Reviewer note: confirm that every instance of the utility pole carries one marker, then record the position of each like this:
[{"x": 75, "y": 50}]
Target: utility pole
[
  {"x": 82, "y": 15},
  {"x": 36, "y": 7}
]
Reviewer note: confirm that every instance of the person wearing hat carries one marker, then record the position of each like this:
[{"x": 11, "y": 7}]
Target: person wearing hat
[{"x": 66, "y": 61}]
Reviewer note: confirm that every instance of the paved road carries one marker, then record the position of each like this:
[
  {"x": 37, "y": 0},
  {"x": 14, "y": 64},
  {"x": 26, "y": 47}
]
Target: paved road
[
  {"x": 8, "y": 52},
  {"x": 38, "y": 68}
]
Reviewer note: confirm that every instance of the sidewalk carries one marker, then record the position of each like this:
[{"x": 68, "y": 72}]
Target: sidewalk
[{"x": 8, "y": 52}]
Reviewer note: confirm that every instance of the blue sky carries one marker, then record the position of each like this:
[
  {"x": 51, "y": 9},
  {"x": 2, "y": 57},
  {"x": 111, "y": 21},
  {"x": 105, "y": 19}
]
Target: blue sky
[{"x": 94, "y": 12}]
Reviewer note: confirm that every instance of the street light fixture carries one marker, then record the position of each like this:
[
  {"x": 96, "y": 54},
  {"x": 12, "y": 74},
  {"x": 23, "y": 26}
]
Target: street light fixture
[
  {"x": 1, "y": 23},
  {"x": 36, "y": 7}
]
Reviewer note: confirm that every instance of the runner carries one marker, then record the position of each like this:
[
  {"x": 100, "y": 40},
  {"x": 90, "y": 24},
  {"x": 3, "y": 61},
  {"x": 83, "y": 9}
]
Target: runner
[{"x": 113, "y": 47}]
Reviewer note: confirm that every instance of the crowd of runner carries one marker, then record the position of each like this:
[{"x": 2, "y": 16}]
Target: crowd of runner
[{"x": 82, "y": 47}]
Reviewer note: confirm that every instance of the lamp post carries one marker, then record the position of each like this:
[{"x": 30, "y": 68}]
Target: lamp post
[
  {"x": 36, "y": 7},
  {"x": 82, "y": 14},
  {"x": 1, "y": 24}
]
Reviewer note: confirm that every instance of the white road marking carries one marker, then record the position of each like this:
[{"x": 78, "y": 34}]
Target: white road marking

■ ■ ■

## Work to do:
Rewrite everything in the records above, from the line containing "Reviewer note: confirm that every instance of the white" down to the end of the records, as a JSON list of strings with one string per line and blank lines omitted.

## Exercise answer:
[
  "Reviewer note: confirm that every instance of the white road marking carries one marker, then record the position of each like this:",
  "[{\"x\": 78, \"y\": 34}]",
  "Target: white road marking"
]